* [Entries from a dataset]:
● ● ● ● ● ● ●

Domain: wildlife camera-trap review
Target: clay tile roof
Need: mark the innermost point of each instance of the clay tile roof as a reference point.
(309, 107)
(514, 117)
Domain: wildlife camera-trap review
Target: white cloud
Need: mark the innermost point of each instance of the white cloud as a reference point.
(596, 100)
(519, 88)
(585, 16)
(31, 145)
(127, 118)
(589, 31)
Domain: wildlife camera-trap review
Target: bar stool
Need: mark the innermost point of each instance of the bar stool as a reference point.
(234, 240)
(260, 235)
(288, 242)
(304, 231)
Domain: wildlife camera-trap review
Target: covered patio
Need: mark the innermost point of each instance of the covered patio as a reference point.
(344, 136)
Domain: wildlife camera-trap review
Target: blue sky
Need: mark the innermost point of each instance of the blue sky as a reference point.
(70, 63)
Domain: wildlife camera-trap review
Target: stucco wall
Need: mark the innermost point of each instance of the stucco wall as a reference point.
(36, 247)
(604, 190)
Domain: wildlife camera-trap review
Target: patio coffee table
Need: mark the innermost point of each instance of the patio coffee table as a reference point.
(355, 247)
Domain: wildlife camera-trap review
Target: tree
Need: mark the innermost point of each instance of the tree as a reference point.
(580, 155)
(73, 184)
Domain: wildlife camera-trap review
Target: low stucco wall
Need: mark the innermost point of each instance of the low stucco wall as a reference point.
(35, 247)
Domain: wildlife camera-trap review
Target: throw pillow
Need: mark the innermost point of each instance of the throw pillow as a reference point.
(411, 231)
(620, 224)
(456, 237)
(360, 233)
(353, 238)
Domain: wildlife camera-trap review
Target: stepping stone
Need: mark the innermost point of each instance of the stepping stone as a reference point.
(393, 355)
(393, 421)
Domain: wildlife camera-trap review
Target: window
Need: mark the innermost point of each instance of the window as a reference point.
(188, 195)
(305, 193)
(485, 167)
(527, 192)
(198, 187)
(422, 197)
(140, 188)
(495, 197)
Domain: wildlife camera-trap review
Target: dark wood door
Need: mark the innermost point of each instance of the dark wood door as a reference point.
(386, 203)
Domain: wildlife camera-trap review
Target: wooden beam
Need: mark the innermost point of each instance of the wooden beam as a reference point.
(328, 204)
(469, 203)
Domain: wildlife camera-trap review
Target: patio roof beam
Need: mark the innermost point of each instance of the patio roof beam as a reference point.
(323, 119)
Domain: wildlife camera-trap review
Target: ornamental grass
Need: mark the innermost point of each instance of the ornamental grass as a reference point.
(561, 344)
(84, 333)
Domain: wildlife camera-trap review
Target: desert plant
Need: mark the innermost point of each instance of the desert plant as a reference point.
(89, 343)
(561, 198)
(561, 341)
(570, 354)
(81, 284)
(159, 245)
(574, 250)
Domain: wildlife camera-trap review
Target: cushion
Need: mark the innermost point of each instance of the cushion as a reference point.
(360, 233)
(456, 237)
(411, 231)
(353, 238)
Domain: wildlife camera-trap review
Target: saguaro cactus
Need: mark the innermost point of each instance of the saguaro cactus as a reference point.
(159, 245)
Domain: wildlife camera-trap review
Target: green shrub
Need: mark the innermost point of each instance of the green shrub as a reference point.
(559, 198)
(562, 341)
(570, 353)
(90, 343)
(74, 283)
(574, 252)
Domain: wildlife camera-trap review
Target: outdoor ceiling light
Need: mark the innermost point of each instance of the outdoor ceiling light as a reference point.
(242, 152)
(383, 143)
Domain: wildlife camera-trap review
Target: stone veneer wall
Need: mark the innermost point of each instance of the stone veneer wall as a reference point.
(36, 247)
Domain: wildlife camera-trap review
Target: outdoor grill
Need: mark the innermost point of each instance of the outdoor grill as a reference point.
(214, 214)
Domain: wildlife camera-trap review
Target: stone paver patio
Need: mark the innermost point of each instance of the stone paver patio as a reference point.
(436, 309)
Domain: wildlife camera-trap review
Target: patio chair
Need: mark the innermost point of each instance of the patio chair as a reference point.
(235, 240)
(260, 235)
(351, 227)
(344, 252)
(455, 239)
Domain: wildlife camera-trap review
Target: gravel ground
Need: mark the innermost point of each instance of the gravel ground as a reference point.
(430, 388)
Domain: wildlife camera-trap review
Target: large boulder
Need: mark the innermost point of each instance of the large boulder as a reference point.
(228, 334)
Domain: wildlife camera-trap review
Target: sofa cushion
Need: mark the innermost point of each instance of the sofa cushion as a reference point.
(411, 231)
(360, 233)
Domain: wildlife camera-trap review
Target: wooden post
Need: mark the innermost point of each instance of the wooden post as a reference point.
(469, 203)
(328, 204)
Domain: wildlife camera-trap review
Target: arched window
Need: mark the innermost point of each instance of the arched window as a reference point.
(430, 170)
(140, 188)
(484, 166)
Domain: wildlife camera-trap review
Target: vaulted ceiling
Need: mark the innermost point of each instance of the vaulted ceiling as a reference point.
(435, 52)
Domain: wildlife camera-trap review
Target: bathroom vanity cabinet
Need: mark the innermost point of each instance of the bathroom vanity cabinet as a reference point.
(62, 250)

● ● ● ● ● ● ●

* [WHAT IS BEING ASKED]: Extract the whole listing, character for character.

* [TASK RESPONSE]:
Domain: wildlife camera-trap review
Target: clay tile roof
Need: mark the innermost point of each instance of the clay tile roof as a reference point.
(309, 107)
(514, 117)
Domain: wildlife camera-trap review
Target: white cloud
Need: mark the innermost point of each instance of the white cloud as a reference point.
(596, 100)
(519, 88)
(585, 16)
(31, 145)
(127, 118)
(589, 31)
Domain: wildlife camera-trap review
Target: bar stool
Need: mark the innermost point of each instance of the bar stool as a reference point.
(234, 240)
(260, 235)
(288, 242)
(304, 231)
Domain: wildlife camera-trap review
Target: covered patio
Need: mark the innermost point of each instance of the covered patio as a reference point.
(344, 136)
Domain: wildlife camera-trap review
Target: blue sky
Need: mark the innermost point of each instance of the blue sky as a reference point.
(70, 63)
Domain: wildlife camera-trap review
Target: stucco wall
Need: mark the innermost point of each instance of the stucco wall as a reference point.
(36, 247)
(604, 190)
Domain: wildlife camera-trap review
Target: patio coffee table
Need: mark the innermost point of each instance of the patio coffee table as a reference point.
(355, 247)
Domain: wildlife camera-trap review
Target: tree
Need: mark the innermost point of each instance of the tree as a reference point.
(580, 155)
(73, 184)
Domain: wildlife camera-trap review
Target: low stucco wall
Need: mark the innermost point of each instance of the low stucco wall as a reference point.
(35, 247)
Domain: wildlife camera-trap review
Target: throw pillow
Need: mark the innermost point of each instance of the throw pillow as a reference point.
(411, 231)
(620, 224)
(456, 237)
(360, 233)
(353, 238)
Domain: wildlife camera-trap review
Target: stepping stone
Need: mark the innermost point of each instance of the stepping stone as a reference point.
(393, 355)
(393, 421)
Domain: wildlife camera-trap review
Target: window
Need: mark the innermost point of each instance of the window as a reference point.
(188, 195)
(305, 193)
(485, 167)
(527, 192)
(198, 187)
(422, 197)
(140, 188)
(495, 197)
Domain: wildlife camera-trap review
Target: dark wood door
Need: mark the innermost point of each instance of the dark wood door as a reference point.
(386, 203)
Domain: wildlife camera-trap review
Target: wooden beam
Need: mark the innermost point of each instance of the wooden beam as a reference point.
(328, 204)
(469, 203)
Domain: wildlife camera-trap review
Target: patio roof beam
Need: mark the innermost point of each instance of the patio roof beam as a reference point.
(323, 119)
Domain: wildlife camera-trap review
Target: ornamental grass
Need: mark the innermost point of each instance of the ornamental grass as a reference point.
(561, 344)
(84, 333)
Domain: wildlife camera-trap review
Target: desert plant
Need: mark the innermost point of each instance of the desert plant as a reference point.
(89, 343)
(561, 198)
(561, 341)
(570, 354)
(81, 284)
(159, 245)
(574, 250)
Domain: wildlife camera-trap review
Target: cushion
Need: mark the innermost point of each instance of the cushion as a reference point.
(360, 233)
(456, 237)
(411, 231)
(353, 238)
Domain: wildlife camera-trap review
Target: saguaro cactus
Need: mark the innermost point of each instance of the saguaro cactus as a reference point.
(159, 245)
Domain: wildlife camera-trap review
Target: green shrub
Need: mark the innermost point of each instance of the green shrub as a reference point.
(559, 198)
(562, 341)
(570, 353)
(90, 343)
(74, 283)
(574, 252)
Domain: wildlife camera-trap review
Target: outdoor ceiling light
Need: mark the innermost point of each instance of the outdoor ceiling light as a reference point.
(242, 152)
(383, 143)
Domain: wildlife camera-trap review
Target: stone veneer wall
Need: mark the innermost point of each instance of the stone veneer wall as a reference point.
(36, 247)
Domain: wildlife camera-trap review
Target: outdoor grill
Need: mark the innermost point of each instance of the outdoor grill as a reference point.
(214, 214)
Domain: wildlife camera-trap review
Target: stone paver patio
Need: mark the innermost point of each instance of the stone paver patio as a reference point.
(436, 309)
Domain: wildlife camera-trap review
Target: patio chair
Need: mark the innermost point of each instance of the patio chair as a reference point.
(235, 240)
(260, 235)
(351, 227)
(344, 252)
(455, 239)
Domain: wildlife camera-trap review
Target: gravel ground
Need: mark the innermost point of each instance of the gravel ground as a reference point.
(430, 388)
Domain: wildlife camera-trap review
Target: large boulder
Need: mark the innermost point of each instance of the large boulder as a reference point.
(228, 334)
Domain: wildlife camera-trap review
Target: sofa cushion
Need: mark the innermost point of each instance of the sofa cushion as a reference point.
(411, 231)
(360, 233)
Domain: wildlife camera-trap review
Target: wooden post
Need: mark the innermost point of each instance of the wooden post as a reference point.
(469, 203)
(328, 204)
Domain: wildlife camera-trap review
Target: arched window
Need: mark the innermost point of each instance of the arched window as a reference point.
(430, 170)
(140, 188)
(484, 166)
Domain: wildlife camera-trap review
Target: vaulted ceiling
Need: mark the innermost point of each instance of the vaulted ceiling as a reference point.
(435, 52)
Domain: wildlife camera-trap review
Target: bathroom vanity cabinet
Need: mark the innermost point of each instance of the bathroom vanity cabinet as a reference point.
(62, 250)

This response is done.